**Esercizi e compiti:**
a) Nel testo fornito, riscrivi in forma più breve il paragrafo che comincia con "E anzi, ho visto a volte", mantenendone i fatti principali.
b) Rispondi alle seguenti domande sul testo fornito, una per riga:
(i) Dove lavorava chi scrive prima di diventare libera professionista?
(ii) Quale tipo di test di processo si ottiene analizzando tutti gli input ricevuti?
(iii) Per che cosa lasciano spazio le interviste strutturate?

**Testo fornito:**
________________

Nella mia esperienza anche in azienda, prima di lavorare come libera professionista, ho perso il conto dei “problemi” che mi sono stati riportati e che, approfonditi con metodo, mi hanno condotto da tutt’altra parte rispetto a quella che sembrava essere l’origine ma anche la sede per la risoluzione definitiva.
E anzi, ho visto a volte “rimbalzare problemi” perché senza un approccio strutturato e metodico, e del tempo investito ad approfondire, è difficile arrivare al cosiddetto “bandolo della matassa”. Nel frattempo però quello che si può generare è l’effetto valanga: cioè un piccolo problema gestionale trascurato che parte col causare inefficienze e dei mal di pancia e finisce per diventare qualcosa di irrimediabile o rimediabile ma solo ad alti costi in un clima che nel frattempo si è deteriorato del tutto nelle relazioni.
- Mi piace quindi condurre interviste strutturate con spazi anche per le risposte aperte e la raccolta di “sentiment” sul clima e su tutti quegli elementi intangibili che ostacolano la risoluzione del problema
- Mi piace trasportare da un interlocutore all’altro i punti di vista diversi dal suo e raccolti strada facendo, per facilitare lo sviluppo dell’empatia e della collaborazione
- Mi piace analizzare tutti gli input ricevuti, comprensivi di informazioni raccolte in via orale, ma anche di dati contabili e documenti a corredo, per ottenere un Walk-Through Test di processo e disporre di un quadro di insieme a cui ricondurre punti di forza e debolezze gestionali
- Mi piace farmi portatrice dei punti forza rilevati nei sotto-processi che compogono quello oggetto di indagine, in modo da eleggere le buone pratiche, che spesso rischiano di restare note alle sole persone che le agiscono, a modello anche per altri,
- Quando invece identifico delle debolezze gestionali, mi piace creare senso di coesione in merito alla loro risoluzione chiedendo a chi ha titolo e potere di incidere, di contribuire alla generazione di soluzioni, opportunamente indirizzate, in ottica costi-benefici,
- Questo incrementa il senso di responsabilità nella buona riuscita, il senso di fiducia in sé stessi e nelle proprie potenzialità, in sostituzione di un approccio consulenziale che vede la soluzione come qualcosa di fornito ed impacchettato “da fuori”.

________________

**Estratto dati:**
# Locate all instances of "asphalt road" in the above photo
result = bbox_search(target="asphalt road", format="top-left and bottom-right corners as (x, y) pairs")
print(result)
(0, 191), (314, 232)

________________

**Elenco soluzioni:**
a) Senza un approccio strutturato e metodico e senza tempo dedicato ad approfondire, i problemi a volte "rimbalzano" e non si arriva al "bandolo della matassa". Intanto può innescarsi un effetto valanga. Un piccolo problema gestionale trascurato causa prima inefficienze e malumori. Poi diventa irrimediabile, o rimediabile solo ad alti costi, mentre le relazioni si sono del tutto deteriorate.

b)
(i) In azienda.
(ii) Un Walk-Through Test.
(iii) Per le risposte aperte e per la raccolta di "sentiment" sul clima e su tutti gli elementi intangibili che ostacolano la risoluzione del problema.